**Tasks to complete**
1/ Decide whether each statement agrees with the syndecan-4 passage, answering yes or no and quoting the deciding words from the text. (a) Syndecans are normally found on the cell surface of fibroblasts and epithelial cells. (b) Syndecan-4 has a molecular weight of about 40 kDa. (c) Syndecans carry FGFs to the FGF receptor on a neighboring cell.
2/ Please output the syndecan-4 passage word for word, starting at "Syndecan-4 is a" and ending at "of signaling molecules.".

**Extract to read**
★ ★ ★ ★

Syndecan-4 is a protein that in humans is encoded by the SDC4gene.[1][2] Syndecan-4 is one of the four vertebrate syndecans and has a molecular weight of ~20 kDa. Syndecans are the best-characterized plasma membrane proteoglycans. Their intracellular domain of membrane-spanning core protein interacts with actin cytoskeleton and signaling molecules in the cell cortex. Syndecans are normally found on the cell surface of fibroblasts and epithelial cells. Syndecans interact with fibronectin on the cell surface, cytoskeletal and signaling proteins inside the cell to modulate the function of integrin in cell-matrix adhesion. Also, syndecans bind to FGFs and bring them to the FGF receptor on the same cell. As a co-receptor or regulator, mutated certain proteoglycans could cause severe developmental defects, like disordered distribution or inactivation of signaling molecules.

★ ★ ★ ★

(Natural-language object grounding data)
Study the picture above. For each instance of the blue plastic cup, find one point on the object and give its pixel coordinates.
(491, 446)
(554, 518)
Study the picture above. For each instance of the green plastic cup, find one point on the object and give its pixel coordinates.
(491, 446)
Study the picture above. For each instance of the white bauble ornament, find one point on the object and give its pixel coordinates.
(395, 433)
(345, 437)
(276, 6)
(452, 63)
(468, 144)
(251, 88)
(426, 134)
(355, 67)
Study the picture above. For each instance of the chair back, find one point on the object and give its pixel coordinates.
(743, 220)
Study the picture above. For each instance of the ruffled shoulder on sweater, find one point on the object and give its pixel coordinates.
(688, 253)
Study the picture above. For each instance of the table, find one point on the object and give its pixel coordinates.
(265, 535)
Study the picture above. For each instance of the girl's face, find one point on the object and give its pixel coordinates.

★ ★ ★ ★

**Answers for each item**
1/
(a) Yes: "Syndecans are normally found on the cell surface of fibroblasts and epithelial cells."
(b) No: "has a molecular weight of ~20 kDa."
(c) No: "bring them to the FGF receptor on the same cell."

2/
Syndecan-4 is a protein that in humans is encoded by the SDC4gene.[1][2] Syndecan-4 is one of the four vertebrate syndecans and has a molecular weight of ~20 kDa. Syndecans are the best-characterized plasma membrane proteoglycans. Their intracellular domain of membrane-spanning core protein interacts with actin cytoskeleton and signaling molecules in the cell cortex. Syndecans are normally found on the cell surface of fibroblasts and epithelial cells. Syndecans interact with fibronectin on the cell surface, cytoskeletal and signaling proteins inside the cell to modulate the function of integrin in cell-matrix adhesion. Also, syndecans bind to FGFs and bring them to the FGF receptor on the same cell. As a co-receptor or regulator, mutated certain proteoglycans could cause severe developmental defects, like disordered distribution or inactivation of signaling molecules.